--- start Given entries ---

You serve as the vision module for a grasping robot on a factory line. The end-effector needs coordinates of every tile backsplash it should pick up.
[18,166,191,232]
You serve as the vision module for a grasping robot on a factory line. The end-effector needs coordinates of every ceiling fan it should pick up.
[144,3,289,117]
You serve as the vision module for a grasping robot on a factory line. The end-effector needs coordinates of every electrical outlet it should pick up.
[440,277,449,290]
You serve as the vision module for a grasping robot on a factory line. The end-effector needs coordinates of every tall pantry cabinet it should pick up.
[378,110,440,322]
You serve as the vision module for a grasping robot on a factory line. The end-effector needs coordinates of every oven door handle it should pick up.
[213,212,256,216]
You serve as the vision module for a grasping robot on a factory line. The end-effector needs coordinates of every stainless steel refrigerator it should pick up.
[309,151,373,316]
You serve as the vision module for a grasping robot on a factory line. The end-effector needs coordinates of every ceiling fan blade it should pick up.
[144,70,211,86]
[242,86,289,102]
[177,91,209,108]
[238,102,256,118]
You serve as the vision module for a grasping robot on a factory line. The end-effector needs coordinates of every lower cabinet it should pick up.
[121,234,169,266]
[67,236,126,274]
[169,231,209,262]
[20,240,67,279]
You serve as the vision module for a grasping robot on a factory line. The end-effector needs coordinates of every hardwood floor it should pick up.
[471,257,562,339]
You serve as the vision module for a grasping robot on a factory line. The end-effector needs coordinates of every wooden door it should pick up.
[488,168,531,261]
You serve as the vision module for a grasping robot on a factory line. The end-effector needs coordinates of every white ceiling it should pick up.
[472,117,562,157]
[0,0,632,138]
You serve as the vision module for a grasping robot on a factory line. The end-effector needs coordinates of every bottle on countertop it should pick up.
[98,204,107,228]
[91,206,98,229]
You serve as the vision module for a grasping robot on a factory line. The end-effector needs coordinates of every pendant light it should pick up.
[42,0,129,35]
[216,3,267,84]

--- end Given entries ---

■ **Task goal**
Begin at the first line and stop after the line that contains "[238,102,256,118]", then write every line in that span again, adding 141 to each bounding box coordinate in the answers.

■ **Solution below**
You serve as the vision module for a grasping robot on a factory line. The end-effector needs coordinates of every tile backsplash it should pick up.
[159,307,332,373]
You serve as the vision module for a grasping robot on a factory line. The end-effector needs coordinates of every ceiling fan it should pick up.
[285,144,430,258]
You serve as the vision module for a grasping robot on a factory line. The end-effector needs coordinates of every electrical outlet it should pick up.
[581,418,590,431]
You serve as the vision module for a grasping robot on a factory line. The end-effector needs coordinates of every tall pantry cabinet it should pick up.
[519,251,581,463]
You serve as the vision module for a grasping robot on a factory line. The end-effector needs coordinates of every oven door handle it should pick up.
[354,353,397,357]
You serve as the vision module for a grasping robot on a factory line. The end-effector needs coordinates of every stainless steel refrigerator it should pick up.
[450,292,514,457]
You serve as the vision module for a grasping robot on a factory line. The end-effector needs coordinates of every ceiling fan blade it should pick up.
[285,211,352,227]
[383,227,430,243]
[318,232,350,249]
[379,243,397,259]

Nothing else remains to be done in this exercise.